### Supplied data

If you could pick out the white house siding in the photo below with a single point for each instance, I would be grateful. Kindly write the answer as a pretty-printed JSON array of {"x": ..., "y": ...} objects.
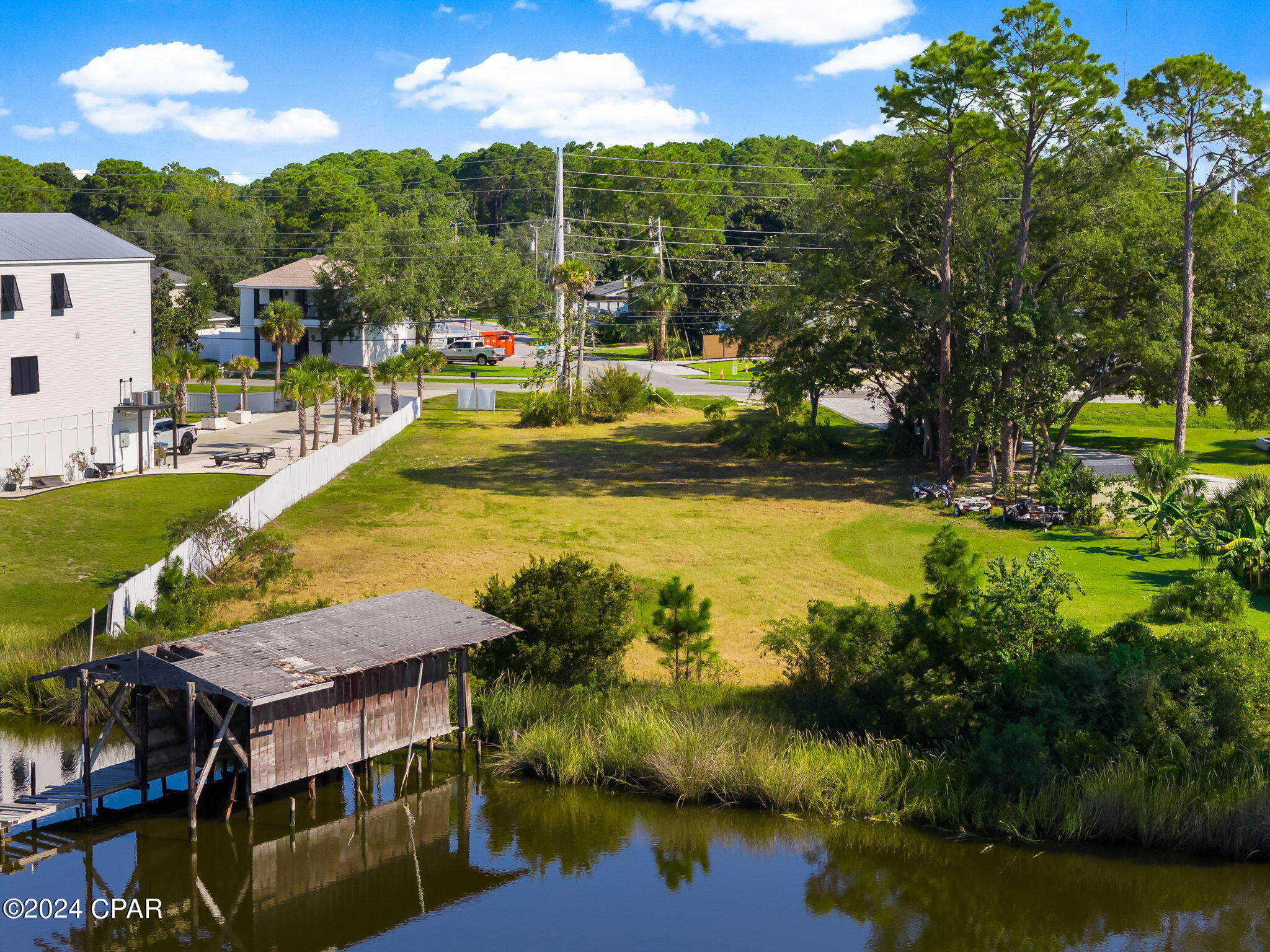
[{"x": 83, "y": 352}]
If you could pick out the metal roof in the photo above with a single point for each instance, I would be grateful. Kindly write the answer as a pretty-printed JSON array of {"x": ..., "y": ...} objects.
[
  {"x": 60, "y": 236},
  {"x": 301, "y": 653}
]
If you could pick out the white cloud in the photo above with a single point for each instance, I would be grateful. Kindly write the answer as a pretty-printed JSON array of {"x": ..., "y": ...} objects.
[
  {"x": 427, "y": 71},
  {"x": 863, "y": 135},
  {"x": 116, "y": 92},
  {"x": 243, "y": 126},
  {"x": 155, "y": 69},
  {"x": 587, "y": 97},
  {"x": 35, "y": 134},
  {"x": 798, "y": 22},
  {"x": 881, "y": 54}
]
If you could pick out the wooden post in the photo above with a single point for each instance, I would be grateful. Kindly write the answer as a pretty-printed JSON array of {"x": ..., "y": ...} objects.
[
  {"x": 465, "y": 700},
  {"x": 88, "y": 749},
  {"x": 192, "y": 763},
  {"x": 141, "y": 706}
]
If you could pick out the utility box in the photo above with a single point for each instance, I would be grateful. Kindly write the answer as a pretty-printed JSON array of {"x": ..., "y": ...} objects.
[
  {"x": 477, "y": 399},
  {"x": 502, "y": 340}
]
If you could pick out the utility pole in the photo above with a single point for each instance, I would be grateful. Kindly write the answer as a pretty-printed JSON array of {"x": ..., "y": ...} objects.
[{"x": 562, "y": 342}]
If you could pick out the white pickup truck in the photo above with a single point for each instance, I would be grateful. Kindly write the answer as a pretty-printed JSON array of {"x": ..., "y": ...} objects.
[
  {"x": 474, "y": 350},
  {"x": 187, "y": 434}
]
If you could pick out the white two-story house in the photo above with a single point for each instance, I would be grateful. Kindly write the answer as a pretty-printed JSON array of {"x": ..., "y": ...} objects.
[
  {"x": 74, "y": 346},
  {"x": 298, "y": 282}
]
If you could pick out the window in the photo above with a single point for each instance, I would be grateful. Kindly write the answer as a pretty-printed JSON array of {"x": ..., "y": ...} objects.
[
  {"x": 61, "y": 294},
  {"x": 9, "y": 298},
  {"x": 25, "y": 375}
]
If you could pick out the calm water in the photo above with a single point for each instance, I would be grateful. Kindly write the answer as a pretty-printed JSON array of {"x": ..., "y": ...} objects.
[{"x": 466, "y": 860}]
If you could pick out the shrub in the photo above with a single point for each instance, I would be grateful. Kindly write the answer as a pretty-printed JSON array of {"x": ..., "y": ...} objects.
[
  {"x": 615, "y": 394},
  {"x": 554, "y": 408},
  {"x": 1210, "y": 596},
  {"x": 574, "y": 616}
]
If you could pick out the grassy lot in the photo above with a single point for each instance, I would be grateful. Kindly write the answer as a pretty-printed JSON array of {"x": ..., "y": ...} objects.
[
  {"x": 1220, "y": 448},
  {"x": 459, "y": 496},
  {"x": 65, "y": 551},
  {"x": 744, "y": 368}
]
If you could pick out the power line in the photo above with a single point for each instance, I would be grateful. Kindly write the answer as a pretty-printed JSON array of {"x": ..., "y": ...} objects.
[
  {"x": 714, "y": 165},
  {"x": 686, "y": 195},
  {"x": 709, "y": 182},
  {"x": 695, "y": 227}
]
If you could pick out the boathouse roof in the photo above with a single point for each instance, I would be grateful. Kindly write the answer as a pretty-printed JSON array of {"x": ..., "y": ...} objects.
[{"x": 298, "y": 654}]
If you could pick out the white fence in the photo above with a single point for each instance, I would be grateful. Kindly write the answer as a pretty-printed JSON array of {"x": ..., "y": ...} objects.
[{"x": 263, "y": 503}]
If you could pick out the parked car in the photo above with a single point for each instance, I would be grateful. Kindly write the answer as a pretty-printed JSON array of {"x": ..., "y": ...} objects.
[
  {"x": 187, "y": 436},
  {"x": 475, "y": 350}
]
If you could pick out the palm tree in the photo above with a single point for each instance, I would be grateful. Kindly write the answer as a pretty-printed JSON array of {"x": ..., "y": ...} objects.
[
  {"x": 424, "y": 359},
  {"x": 281, "y": 323},
  {"x": 186, "y": 364},
  {"x": 660, "y": 298},
  {"x": 299, "y": 384},
  {"x": 210, "y": 374},
  {"x": 361, "y": 389},
  {"x": 573, "y": 280},
  {"x": 244, "y": 366},
  {"x": 324, "y": 371},
  {"x": 343, "y": 389},
  {"x": 394, "y": 369},
  {"x": 1161, "y": 470}
]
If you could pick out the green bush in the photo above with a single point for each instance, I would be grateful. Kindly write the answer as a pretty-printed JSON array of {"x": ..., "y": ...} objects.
[
  {"x": 575, "y": 619},
  {"x": 1210, "y": 596},
  {"x": 554, "y": 408},
  {"x": 615, "y": 394}
]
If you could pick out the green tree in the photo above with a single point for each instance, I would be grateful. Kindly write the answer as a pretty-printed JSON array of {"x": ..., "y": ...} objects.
[
  {"x": 299, "y": 384},
  {"x": 1049, "y": 99},
  {"x": 281, "y": 323},
  {"x": 394, "y": 369},
  {"x": 574, "y": 617},
  {"x": 660, "y": 298},
  {"x": 685, "y": 643},
  {"x": 244, "y": 366},
  {"x": 210, "y": 374},
  {"x": 936, "y": 102},
  {"x": 1207, "y": 123}
]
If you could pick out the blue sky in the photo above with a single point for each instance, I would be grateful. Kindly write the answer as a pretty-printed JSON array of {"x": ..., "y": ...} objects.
[{"x": 247, "y": 87}]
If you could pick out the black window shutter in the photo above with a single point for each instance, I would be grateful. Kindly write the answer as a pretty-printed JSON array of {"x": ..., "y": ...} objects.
[
  {"x": 24, "y": 375},
  {"x": 11, "y": 300},
  {"x": 61, "y": 294}
]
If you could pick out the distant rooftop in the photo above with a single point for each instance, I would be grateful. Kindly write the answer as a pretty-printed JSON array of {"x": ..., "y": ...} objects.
[
  {"x": 298, "y": 275},
  {"x": 177, "y": 277},
  {"x": 60, "y": 236}
]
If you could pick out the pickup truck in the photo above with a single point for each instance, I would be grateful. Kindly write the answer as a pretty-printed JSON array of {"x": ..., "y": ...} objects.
[
  {"x": 187, "y": 434},
  {"x": 477, "y": 351}
]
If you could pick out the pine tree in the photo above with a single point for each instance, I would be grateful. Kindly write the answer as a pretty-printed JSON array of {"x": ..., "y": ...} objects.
[{"x": 685, "y": 644}]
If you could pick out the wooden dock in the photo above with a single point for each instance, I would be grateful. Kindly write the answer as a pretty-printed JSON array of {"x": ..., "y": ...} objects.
[{"x": 46, "y": 803}]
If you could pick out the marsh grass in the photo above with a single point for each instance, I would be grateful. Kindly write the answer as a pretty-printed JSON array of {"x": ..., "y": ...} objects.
[{"x": 718, "y": 746}]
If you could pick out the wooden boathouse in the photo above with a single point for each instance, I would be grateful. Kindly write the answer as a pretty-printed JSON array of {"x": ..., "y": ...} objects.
[{"x": 276, "y": 701}]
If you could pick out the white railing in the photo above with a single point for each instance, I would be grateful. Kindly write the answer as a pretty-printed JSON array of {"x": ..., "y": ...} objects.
[{"x": 265, "y": 503}]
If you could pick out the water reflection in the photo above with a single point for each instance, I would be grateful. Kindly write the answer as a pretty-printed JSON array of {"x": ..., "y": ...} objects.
[{"x": 486, "y": 862}]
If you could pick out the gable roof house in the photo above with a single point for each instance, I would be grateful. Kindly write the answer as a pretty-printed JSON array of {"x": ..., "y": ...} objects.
[
  {"x": 298, "y": 282},
  {"x": 74, "y": 346}
]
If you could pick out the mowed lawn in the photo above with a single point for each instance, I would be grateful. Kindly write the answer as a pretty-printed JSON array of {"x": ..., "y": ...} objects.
[
  {"x": 459, "y": 496},
  {"x": 1217, "y": 446},
  {"x": 65, "y": 551}
]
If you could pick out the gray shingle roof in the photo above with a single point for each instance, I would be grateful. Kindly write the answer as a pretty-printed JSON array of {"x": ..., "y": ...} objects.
[
  {"x": 59, "y": 236},
  {"x": 265, "y": 660}
]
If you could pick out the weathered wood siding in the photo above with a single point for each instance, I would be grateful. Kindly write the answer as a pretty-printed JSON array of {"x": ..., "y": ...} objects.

### Instruction
Repeat exactly the lines from the line containing "If you could pick out the gray" through the end of the listing above; both boundary lines are part of the output.

### Right answer
If you could pick out the gray shingle roof in the photo above with a single point for each instance, I would be grateful. Kindly write the answer as a pretty-printed JSON array of {"x": ..., "y": ...} objects.
[
  {"x": 59, "y": 236},
  {"x": 265, "y": 660}
]
If you could pick out the weathered wood siding in the photo above with a single point for each instance, I would be grateful. Kindly write the answer as a pretty-printed JSON array of {"x": ..., "y": ...} objects.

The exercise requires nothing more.